Dataset rows:
==============================

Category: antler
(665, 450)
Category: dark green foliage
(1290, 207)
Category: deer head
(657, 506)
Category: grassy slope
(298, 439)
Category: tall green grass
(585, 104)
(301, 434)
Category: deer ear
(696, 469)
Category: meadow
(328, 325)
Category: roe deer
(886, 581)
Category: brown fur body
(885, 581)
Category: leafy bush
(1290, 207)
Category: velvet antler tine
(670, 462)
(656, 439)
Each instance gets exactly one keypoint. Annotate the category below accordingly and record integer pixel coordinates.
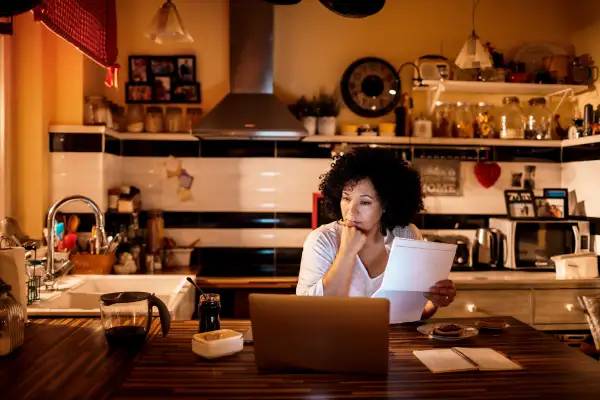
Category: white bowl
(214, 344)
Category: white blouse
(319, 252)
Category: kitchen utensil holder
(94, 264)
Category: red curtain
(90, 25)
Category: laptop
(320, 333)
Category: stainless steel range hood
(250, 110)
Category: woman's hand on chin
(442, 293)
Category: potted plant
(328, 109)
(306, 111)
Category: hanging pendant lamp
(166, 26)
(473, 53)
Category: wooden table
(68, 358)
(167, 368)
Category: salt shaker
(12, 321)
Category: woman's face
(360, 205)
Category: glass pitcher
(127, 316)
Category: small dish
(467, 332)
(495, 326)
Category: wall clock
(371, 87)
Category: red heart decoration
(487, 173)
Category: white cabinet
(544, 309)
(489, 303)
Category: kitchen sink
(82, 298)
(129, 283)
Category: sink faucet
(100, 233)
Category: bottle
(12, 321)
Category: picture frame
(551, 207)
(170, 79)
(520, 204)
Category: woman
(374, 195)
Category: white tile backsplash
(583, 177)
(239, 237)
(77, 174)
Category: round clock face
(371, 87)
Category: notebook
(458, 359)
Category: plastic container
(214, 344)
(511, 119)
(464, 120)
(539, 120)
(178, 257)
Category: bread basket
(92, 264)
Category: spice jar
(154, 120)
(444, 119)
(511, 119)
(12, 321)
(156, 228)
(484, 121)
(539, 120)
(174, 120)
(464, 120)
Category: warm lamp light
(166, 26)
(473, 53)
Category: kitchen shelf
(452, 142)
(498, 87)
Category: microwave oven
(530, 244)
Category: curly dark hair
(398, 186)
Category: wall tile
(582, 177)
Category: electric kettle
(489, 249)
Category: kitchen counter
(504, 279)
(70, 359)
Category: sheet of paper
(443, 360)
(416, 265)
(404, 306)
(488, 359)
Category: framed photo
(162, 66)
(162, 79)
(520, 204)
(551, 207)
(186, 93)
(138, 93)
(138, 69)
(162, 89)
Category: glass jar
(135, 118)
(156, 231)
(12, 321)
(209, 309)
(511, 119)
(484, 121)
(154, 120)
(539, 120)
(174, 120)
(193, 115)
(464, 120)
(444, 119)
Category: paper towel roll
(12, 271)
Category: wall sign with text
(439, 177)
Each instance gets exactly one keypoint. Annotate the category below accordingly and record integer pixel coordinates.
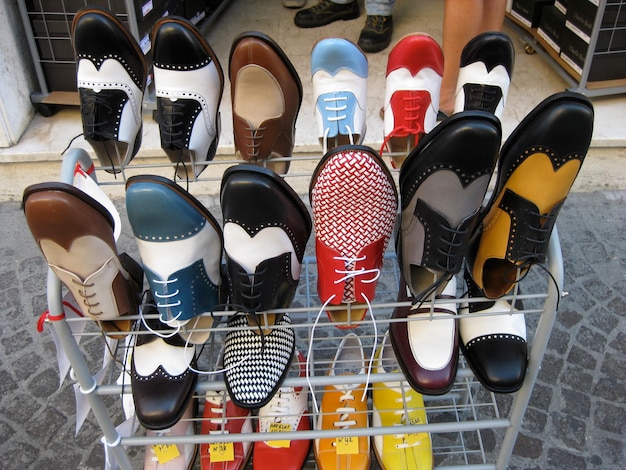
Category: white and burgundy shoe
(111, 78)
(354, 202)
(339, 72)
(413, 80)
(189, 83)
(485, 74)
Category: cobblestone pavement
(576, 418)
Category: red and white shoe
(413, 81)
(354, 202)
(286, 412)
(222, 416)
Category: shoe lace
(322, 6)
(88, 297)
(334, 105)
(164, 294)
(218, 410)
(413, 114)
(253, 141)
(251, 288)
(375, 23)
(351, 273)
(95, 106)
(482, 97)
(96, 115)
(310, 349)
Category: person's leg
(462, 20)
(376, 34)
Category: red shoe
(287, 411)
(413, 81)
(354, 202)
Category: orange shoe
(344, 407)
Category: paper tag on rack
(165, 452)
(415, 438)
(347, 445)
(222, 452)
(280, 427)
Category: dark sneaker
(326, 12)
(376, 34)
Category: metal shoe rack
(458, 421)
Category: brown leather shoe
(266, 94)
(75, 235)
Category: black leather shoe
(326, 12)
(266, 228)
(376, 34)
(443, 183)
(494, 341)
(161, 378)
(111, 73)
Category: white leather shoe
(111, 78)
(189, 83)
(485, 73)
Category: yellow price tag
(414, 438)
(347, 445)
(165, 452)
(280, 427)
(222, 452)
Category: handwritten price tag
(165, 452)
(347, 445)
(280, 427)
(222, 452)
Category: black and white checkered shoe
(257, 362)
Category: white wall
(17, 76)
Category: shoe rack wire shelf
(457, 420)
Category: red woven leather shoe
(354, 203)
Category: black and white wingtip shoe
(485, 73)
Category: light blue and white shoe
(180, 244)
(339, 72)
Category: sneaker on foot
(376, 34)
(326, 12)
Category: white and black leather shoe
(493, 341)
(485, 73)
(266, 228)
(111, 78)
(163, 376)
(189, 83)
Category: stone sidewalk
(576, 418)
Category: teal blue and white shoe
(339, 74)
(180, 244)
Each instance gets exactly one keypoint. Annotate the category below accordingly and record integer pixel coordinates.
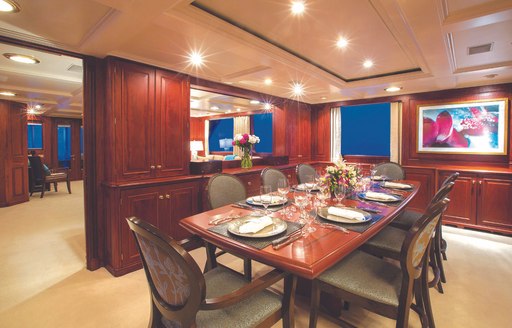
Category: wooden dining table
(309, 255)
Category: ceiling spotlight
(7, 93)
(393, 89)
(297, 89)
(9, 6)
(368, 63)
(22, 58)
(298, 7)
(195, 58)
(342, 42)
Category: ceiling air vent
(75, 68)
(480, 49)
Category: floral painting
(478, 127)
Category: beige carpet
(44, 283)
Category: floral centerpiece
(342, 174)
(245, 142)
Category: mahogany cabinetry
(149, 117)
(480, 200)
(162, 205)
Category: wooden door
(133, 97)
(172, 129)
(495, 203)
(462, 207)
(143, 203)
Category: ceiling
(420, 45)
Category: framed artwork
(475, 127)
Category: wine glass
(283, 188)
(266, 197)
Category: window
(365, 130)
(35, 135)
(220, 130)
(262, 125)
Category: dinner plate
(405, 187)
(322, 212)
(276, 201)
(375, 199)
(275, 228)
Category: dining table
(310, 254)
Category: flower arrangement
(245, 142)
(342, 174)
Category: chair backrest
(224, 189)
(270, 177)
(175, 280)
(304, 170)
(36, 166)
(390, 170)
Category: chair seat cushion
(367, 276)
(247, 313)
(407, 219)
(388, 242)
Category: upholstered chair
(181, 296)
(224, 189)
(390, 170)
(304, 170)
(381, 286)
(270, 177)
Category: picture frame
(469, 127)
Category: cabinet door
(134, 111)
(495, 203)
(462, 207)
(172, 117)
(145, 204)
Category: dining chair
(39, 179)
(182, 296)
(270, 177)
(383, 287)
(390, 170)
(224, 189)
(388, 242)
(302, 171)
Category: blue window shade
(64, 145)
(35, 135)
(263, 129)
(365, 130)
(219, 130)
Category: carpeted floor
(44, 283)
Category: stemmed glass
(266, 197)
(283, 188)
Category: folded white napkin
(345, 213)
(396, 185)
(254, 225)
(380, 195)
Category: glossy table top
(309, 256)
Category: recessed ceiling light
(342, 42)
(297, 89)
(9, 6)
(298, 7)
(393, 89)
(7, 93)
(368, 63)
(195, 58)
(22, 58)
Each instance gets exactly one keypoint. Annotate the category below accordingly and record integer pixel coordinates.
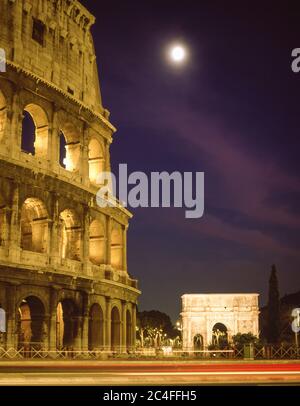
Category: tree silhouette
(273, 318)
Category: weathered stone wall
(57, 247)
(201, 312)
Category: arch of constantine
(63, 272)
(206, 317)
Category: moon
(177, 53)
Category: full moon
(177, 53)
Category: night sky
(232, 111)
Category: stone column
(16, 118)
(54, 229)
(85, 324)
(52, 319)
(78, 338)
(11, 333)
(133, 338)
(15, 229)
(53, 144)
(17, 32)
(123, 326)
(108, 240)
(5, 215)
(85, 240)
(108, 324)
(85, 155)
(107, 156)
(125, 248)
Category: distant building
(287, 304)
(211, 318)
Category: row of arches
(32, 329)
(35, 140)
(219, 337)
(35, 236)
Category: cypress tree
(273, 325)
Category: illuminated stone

==============================

Write out the full set of lines verbatim, without the pictures.

Category: antler
(665, 450)
Category: dark green foliage
(1290, 207)
Category: deer head
(657, 506)
Category: grassy slope
(298, 439)
Category: tall green grass
(585, 104)
(301, 434)
Category: deer ear
(696, 469)
Category: meadow
(328, 325)
Category: roe deer
(886, 581)
Category: brown fur body
(885, 581)
Category: leafy bush
(1290, 207)
Category: velvet antler tine
(670, 462)
(656, 439)
Each instance gets exactly one keypoint. Annotate the category below accordingly and record integer pixel coordinates.
Category: white bowl
(214, 344)
Category: white blouse
(319, 252)
Category: kitchen utensil holder
(94, 264)
Category: red curtain
(90, 25)
Category: laptop
(320, 333)
Category: stainless steel range hood
(250, 110)
Category: woman's hand on chin
(442, 293)
Category: potted plant
(328, 109)
(306, 111)
Category: hanging pendant lamp
(166, 26)
(473, 53)
Category: wooden table
(68, 358)
(167, 368)
Category: salt shaker
(12, 321)
Category: woman's face
(360, 205)
Category: glass pitcher
(127, 316)
Category: small dish
(467, 332)
(495, 326)
Category: wall clock
(371, 87)
Category: red heart decoration
(487, 173)
Category: white cabinet
(544, 309)
(489, 303)
Category: kitchen sink
(82, 298)
(129, 283)
Category: sink faucet
(100, 233)
Category: bottle
(12, 321)
Category: picture frame
(551, 207)
(170, 79)
(520, 204)
Category: woman
(374, 195)
Category: white tile backsplash
(583, 177)
(239, 237)
(77, 174)
Category: round clock face
(371, 87)
Category: notebook
(458, 359)
Category: plastic container
(214, 344)
(511, 119)
(464, 120)
(539, 120)
(178, 257)
Category: bread basket
(92, 264)
Category: spice jar
(154, 120)
(444, 119)
(511, 119)
(12, 321)
(156, 228)
(484, 121)
(539, 120)
(174, 120)
(464, 120)
Category: warm lamp light
(166, 26)
(473, 53)
Category: kitchen shelf
(452, 142)
(498, 87)
Category: microwave oven
(530, 244)
Category: curly dark hair
(398, 186)
Category: wall tile
(582, 177)
Category: electric kettle
(489, 249)
Category: kitchen counter
(504, 279)
(70, 359)
Category: sheet of paper
(443, 360)
(416, 265)
(404, 306)
(488, 359)
Category: framed photo
(162, 66)
(162, 79)
(520, 204)
(551, 207)
(186, 93)
(138, 93)
(138, 69)
(162, 89)
Category: glass jar
(135, 118)
(156, 231)
(12, 321)
(209, 309)
(511, 119)
(484, 121)
(154, 120)
(539, 120)
(174, 120)
(193, 115)
(464, 120)
(444, 119)
Category: paper towel roll
(12, 271)
Category: wall sign with text
(439, 177)
Each instance gets exactly one keypoint. Annotate the category below accordingly and record integer pixel coordinates.
Category: white and burgundy shoe
(111, 78)
(354, 202)
(339, 72)
(413, 80)
(189, 83)
(485, 74)
Category: cobblestone pavement
(576, 418)
Category: red and white shoe
(413, 81)
(354, 202)
(286, 412)
(222, 416)
Category: shoe lace
(322, 6)
(88, 297)
(334, 105)
(164, 294)
(218, 410)
(413, 114)
(253, 141)
(251, 288)
(375, 23)
(351, 273)
(95, 106)
(482, 97)
(96, 115)
(310, 349)
Category: person's leg
(462, 20)
(376, 34)
Category: red shoe
(287, 411)
(413, 81)
(354, 202)
Category: orange shoe
(344, 407)
Category: paper tag on rack
(165, 452)
(415, 438)
(347, 445)
(222, 452)
(280, 427)
Category: dark sneaker
(326, 12)
(376, 34)
Category: metal shoe rack
(458, 421)
Category: brown leather shoe
(266, 94)
(75, 235)
Category: black leather shoe
(326, 12)
(266, 228)
(376, 34)
(443, 183)
(494, 341)
(161, 378)
(111, 73)
Category: white leather shoe
(111, 78)
(189, 83)
(485, 73)
Category: yellow price tag
(414, 438)
(347, 445)
(165, 452)
(280, 427)
(222, 452)
Category: handwritten price tag
(165, 452)
(347, 445)
(280, 427)
(222, 452)
Category: black and white checkered shoe
(257, 362)
Category: white wall
(17, 76)
Category: shoe rack wire shelf
(457, 420)
Category: red woven leather shoe
(354, 203)
Category: black and white wingtip shoe
(485, 73)
Category: light blue and white shoe
(180, 244)
(339, 72)
Category: sneaker on foot
(376, 34)
(326, 12)
Category: white and black leather shoe
(493, 341)
(485, 73)
(266, 228)
(111, 78)
(163, 376)
(189, 83)
Category: stone sidewalk
(576, 418)
Category: teal blue and white shoe
(339, 74)
(180, 244)
Each instance gets exactly one keypoint. Annotate the category below accordingly and record integer pixel coordinates.
Category: wooden dining table
(309, 255)
Category: ceiling spotlight
(7, 93)
(393, 89)
(297, 89)
(9, 6)
(368, 63)
(22, 58)
(298, 7)
(195, 58)
(342, 42)
Category: ceiling air vent
(75, 68)
(480, 49)
Category: floral painting
(478, 127)
Category: beige carpet
(44, 283)
Category: floral centerpiece
(342, 174)
(245, 142)
Category: mahogany cabinetry
(149, 117)
(480, 200)
(162, 205)
Category: wooden door
(133, 97)
(172, 129)
(495, 203)
(462, 207)
(143, 203)
Category: ceiling
(420, 45)
Category: framed artwork
(475, 127)
Category: wine glass
(283, 188)
(266, 197)
Category: window
(365, 130)
(35, 135)
(220, 130)
(262, 125)
Category: dinner plate
(405, 187)
(322, 212)
(276, 201)
(375, 199)
(275, 228)
Category: dining table
(310, 254)
Category: flower arrangement
(245, 142)
(342, 174)
Category: chair backrest
(224, 189)
(270, 177)
(175, 280)
(304, 170)
(36, 166)
(390, 170)
Category: chair seat cushion
(367, 276)
(247, 313)
(407, 219)
(388, 242)
Category: upholstered chair
(181, 296)
(224, 189)
(390, 170)
(304, 170)
(381, 286)
(270, 177)
Category: picture frame
(469, 127)
Category: cabinet door
(134, 111)
(495, 203)
(462, 207)
(172, 117)
(145, 204)
Category: dining chair
(39, 179)
(182, 296)
(270, 177)
(383, 287)
(390, 170)
(224, 189)
(388, 242)
(302, 171)
Category: blue window shade
(64, 145)
(35, 135)
(263, 129)
(365, 130)
(219, 130)
Category: carpeted floor
(44, 283)
Category: stemmed glass
(266, 197)
(283, 188)
Category: folded white napkin
(345, 213)
(396, 185)
(254, 225)
(380, 195)
Category: glossy table top
(309, 256)
Category: recessed ceiling light
(342, 42)
(297, 89)
(9, 6)
(298, 7)
(393, 89)
(7, 93)
(368, 63)
(195, 58)
(22, 58)
Each instance gets exactly one keypoint. Annotate the category below accordingly and record integer pixel coordinates.
Category: tree silhouette
(273, 318)
Category: weathered stone wall
(57, 247)
(201, 312)
Category: arch of constantine
(63, 272)
(206, 317)
Category: moon
(177, 53)
Category: full moon
(177, 53)
Category: night sky
(232, 111)
Category: stone column
(16, 118)
(54, 229)
(85, 324)
(52, 319)
(78, 338)
(11, 333)
(133, 338)
(15, 229)
(53, 144)
(17, 32)
(123, 326)
(108, 240)
(5, 215)
(85, 240)
(108, 324)
(85, 155)
(107, 156)
(125, 248)
Category: distant building
(287, 304)
(211, 318)
Category: row of arches
(32, 329)
(35, 140)
(219, 337)
(35, 236)
Category: cypress tree
(273, 325)
Category: illuminated stone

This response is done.